» Aim of the task: Write out precisely the lines beginning with the line that contains "Expected output: the position of each instance of the pier" and ending with the last line of the entries, and no other lines.

» Collected data entries:
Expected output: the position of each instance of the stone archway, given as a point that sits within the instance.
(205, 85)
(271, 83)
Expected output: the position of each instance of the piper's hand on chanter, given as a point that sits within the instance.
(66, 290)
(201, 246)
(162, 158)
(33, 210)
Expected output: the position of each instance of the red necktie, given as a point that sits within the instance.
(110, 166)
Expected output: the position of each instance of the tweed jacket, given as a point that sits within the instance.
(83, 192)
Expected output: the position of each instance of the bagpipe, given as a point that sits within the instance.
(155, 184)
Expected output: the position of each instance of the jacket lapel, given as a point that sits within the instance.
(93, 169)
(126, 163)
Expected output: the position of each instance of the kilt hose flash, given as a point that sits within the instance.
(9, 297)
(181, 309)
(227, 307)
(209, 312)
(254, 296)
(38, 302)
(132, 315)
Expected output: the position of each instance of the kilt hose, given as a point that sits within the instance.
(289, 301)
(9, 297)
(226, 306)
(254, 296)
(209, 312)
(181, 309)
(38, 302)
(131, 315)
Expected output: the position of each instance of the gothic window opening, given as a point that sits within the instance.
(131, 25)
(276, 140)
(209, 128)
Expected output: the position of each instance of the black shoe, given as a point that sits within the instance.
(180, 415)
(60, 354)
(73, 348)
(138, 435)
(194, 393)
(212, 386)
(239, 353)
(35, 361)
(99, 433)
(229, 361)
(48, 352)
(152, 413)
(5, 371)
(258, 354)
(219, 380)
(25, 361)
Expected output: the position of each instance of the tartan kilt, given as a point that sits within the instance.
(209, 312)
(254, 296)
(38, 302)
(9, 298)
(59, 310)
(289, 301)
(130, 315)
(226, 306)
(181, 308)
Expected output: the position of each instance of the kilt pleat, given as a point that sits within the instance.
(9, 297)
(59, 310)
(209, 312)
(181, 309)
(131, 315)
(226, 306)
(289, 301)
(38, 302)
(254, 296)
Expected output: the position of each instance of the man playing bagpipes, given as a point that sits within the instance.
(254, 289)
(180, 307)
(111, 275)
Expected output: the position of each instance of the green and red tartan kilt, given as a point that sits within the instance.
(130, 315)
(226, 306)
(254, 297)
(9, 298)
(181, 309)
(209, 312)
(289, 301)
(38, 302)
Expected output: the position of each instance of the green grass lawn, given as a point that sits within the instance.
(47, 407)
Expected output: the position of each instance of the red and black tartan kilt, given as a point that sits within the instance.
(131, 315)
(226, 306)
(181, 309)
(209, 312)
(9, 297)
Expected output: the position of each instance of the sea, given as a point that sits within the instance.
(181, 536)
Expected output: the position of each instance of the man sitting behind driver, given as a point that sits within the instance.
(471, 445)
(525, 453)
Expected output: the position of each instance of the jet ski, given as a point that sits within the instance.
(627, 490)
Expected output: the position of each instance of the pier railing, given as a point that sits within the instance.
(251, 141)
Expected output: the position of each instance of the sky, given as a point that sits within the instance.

» Result of this exercise:
Expected output: the position of each instance of the pier railing, given as a point that sits within the instance.
(251, 141)
Expected output: the position of each instance of the sky, given as a point that sits within the instance.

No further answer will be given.